Material for the task Start Marker

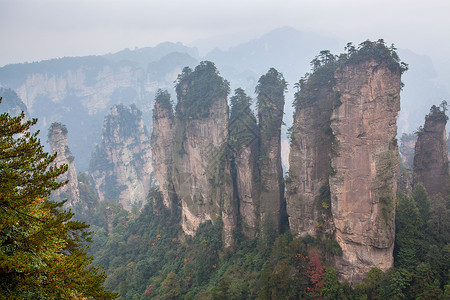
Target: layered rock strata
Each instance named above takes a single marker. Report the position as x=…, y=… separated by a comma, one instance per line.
x=270, y=101
x=57, y=138
x=364, y=165
x=162, y=144
x=431, y=154
x=244, y=142
x=307, y=194
x=201, y=173
x=121, y=167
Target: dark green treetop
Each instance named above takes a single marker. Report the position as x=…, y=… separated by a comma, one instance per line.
x=199, y=89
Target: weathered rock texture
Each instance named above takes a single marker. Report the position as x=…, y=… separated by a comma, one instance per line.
x=270, y=90
x=121, y=166
x=407, y=148
x=57, y=138
x=201, y=174
x=244, y=142
x=431, y=155
x=12, y=104
x=364, y=164
x=162, y=143
x=309, y=161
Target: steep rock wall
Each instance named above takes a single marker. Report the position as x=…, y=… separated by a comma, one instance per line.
x=57, y=138
x=364, y=166
x=121, y=167
x=201, y=173
x=431, y=154
x=244, y=143
x=162, y=144
x=309, y=161
x=270, y=90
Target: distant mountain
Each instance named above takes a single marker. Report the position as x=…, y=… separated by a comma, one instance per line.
x=422, y=90
x=146, y=55
x=79, y=91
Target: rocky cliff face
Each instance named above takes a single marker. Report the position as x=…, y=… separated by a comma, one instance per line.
x=162, y=143
x=201, y=173
x=270, y=90
x=244, y=143
x=121, y=166
x=407, y=146
x=12, y=104
x=309, y=160
x=431, y=154
x=365, y=163
x=344, y=155
x=57, y=138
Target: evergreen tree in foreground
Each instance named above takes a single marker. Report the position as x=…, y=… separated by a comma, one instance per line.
x=41, y=250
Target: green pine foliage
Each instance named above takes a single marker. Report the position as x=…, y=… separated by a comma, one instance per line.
x=42, y=253
x=199, y=89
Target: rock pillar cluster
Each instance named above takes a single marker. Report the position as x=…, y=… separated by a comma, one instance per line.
x=344, y=156
x=221, y=169
x=121, y=166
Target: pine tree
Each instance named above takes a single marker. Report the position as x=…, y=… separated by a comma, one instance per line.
x=42, y=252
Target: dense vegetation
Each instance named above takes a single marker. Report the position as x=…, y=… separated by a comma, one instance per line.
x=199, y=89
x=146, y=256
x=324, y=65
x=42, y=255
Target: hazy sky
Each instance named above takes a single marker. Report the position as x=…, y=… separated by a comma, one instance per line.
x=40, y=29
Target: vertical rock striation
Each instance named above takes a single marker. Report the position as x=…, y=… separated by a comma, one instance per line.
x=365, y=163
x=344, y=155
x=307, y=195
x=162, y=144
x=431, y=154
x=244, y=141
x=270, y=101
x=201, y=173
x=121, y=167
x=57, y=138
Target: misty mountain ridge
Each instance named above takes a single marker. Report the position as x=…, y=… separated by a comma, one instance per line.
x=79, y=91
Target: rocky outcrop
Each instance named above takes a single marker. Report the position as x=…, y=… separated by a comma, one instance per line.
x=57, y=138
x=79, y=91
x=406, y=149
x=270, y=90
x=244, y=143
x=12, y=104
x=121, y=166
x=162, y=143
x=344, y=156
x=201, y=173
x=307, y=195
x=365, y=163
x=431, y=154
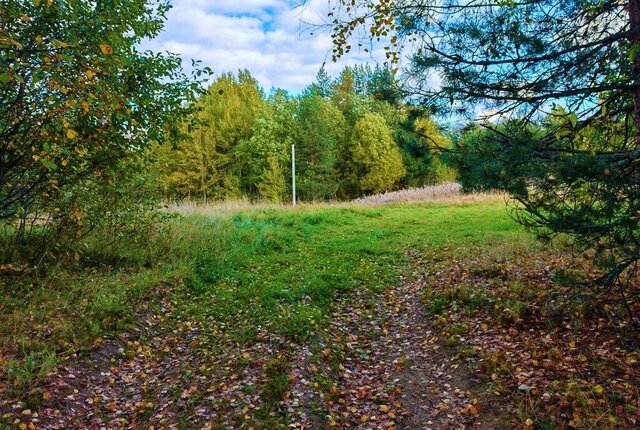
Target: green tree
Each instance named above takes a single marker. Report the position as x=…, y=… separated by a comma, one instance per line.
x=517, y=60
x=274, y=131
x=376, y=158
x=77, y=99
x=273, y=186
x=204, y=162
x=320, y=133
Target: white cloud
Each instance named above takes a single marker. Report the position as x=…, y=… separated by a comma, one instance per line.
x=268, y=37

Material for the task End Marker

Exercise
Send back the data above verbatim, leaving out its pictures.

Solution to this exercise
Target: layered rock strata
Each instance named above takes a single marker. Report the position as x=…, y=… separated by a comma, one instance per line.
x=270, y=101
x=57, y=138
x=364, y=165
x=162, y=144
x=431, y=154
x=244, y=142
x=307, y=194
x=201, y=173
x=121, y=167
Target: dark green treetop
Each instance named above takes a single marker. Report the position as x=…, y=… separated by a comma, one instance per line.
x=199, y=89
Target: weathered rock texture
Each instance named above takes a single marker. Report the position as x=…, y=… separated by a comma, one instance per line.
x=270, y=90
x=121, y=166
x=407, y=148
x=57, y=138
x=201, y=174
x=244, y=142
x=431, y=155
x=12, y=104
x=364, y=164
x=162, y=143
x=309, y=161
Target: steep rock wall
Each instance named above takes a single marker. Report the position as x=…, y=… separated by a comma, one instance per line.
x=57, y=138
x=364, y=166
x=121, y=167
x=201, y=173
x=431, y=154
x=244, y=143
x=162, y=144
x=309, y=161
x=270, y=90
Target: distant mountain
Each instance named above takes a single marker. Report the position as x=…, y=… separated by a comma, one instance per line.
x=422, y=90
x=146, y=55
x=79, y=91
Target: rocky cliff face
Each instance named above takes a single marker. Report the position as x=…, y=… separated by a comma, one instance per line.
x=162, y=143
x=201, y=173
x=270, y=90
x=244, y=143
x=121, y=166
x=407, y=146
x=12, y=104
x=309, y=160
x=431, y=154
x=365, y=163
x=344, y=155
x=57, y=138
Target: evergreen tree in foreground
Each instance named above takes a single marker. Report the position as x=…, y=… separated by a comma, one instance per line.
x=41, y=250
Target: green pine foliage
Each instance named above takes a single marker. Report the position as x=…, y=… separated by a comma, one instance per line.
x=42, y=253
x=199, y=89
Target: rock pillar cluster
Each instance named above takes a single marker. Report the position as x=…, y=… separated by a comma, one instance per line.
x=344, y=156
x=221, y=169
x=121, y=166
Target: pine tree
Each instance named above takes a single marker. Report the position as x=…, y=… separated by a comma, one instance per line.
x=42, y=252
Target: dense vegetation
Each instance named above takes a single marker. Report the position as x=…, y=… separated by a comma, one instance per line.
x=199, y=89
x=146, y=256
x=324, y=65
x=42, y=255
Target: hazy sky
Each instance named above takes a single marker. Report the position as x=…, y=… separated by a comma, one instance per line.
x=40, y=29
Target: vertical rock striation
Each instance named above takes a single marker. Report the position as x=…, y=… separated by a comma, one instance per line.
x=365, y=163
x=344, y=155
x=307, y=195
x=162, y=144
x=431, y=154
x=244, y=141
x=270, y=101
x=201, y=173
x=121, y=167
x=57, y=138
Target: misty mountain ridge
Each instance named above takes a single marker. Report the position as x=…, y=… separated by a comma, one instance per line.
x=79, y=91
Target: rocky outcrop
Each instance named above takes a single marker. Report the position as x=…, y=… separated by a comma, one instance per line.
x=57, y=138
x=79, y=91
x=406, y=149
x=270, y=90
x=244, y=143
x=12, y=104
x=121, y=166
x=162, y=143
x=344, y=156
x=201, y=173
x=307, y=195
x=365, y=163
x=431, y=154
Target: green tree
Each instance named above takes a single marker. Report the position as x=…, y=… separated by a comma, one instance per line.
x=517, y=60
x=274, y=131
x=376, y=158
x=77, y=99
x=273, y=186
x=204, y=162
x=320, y=133
Target: white cloud
Each instance named above takes a single marker. Report the position as x=…, y=… separated by a comma, one instance per line.
x=268, y=37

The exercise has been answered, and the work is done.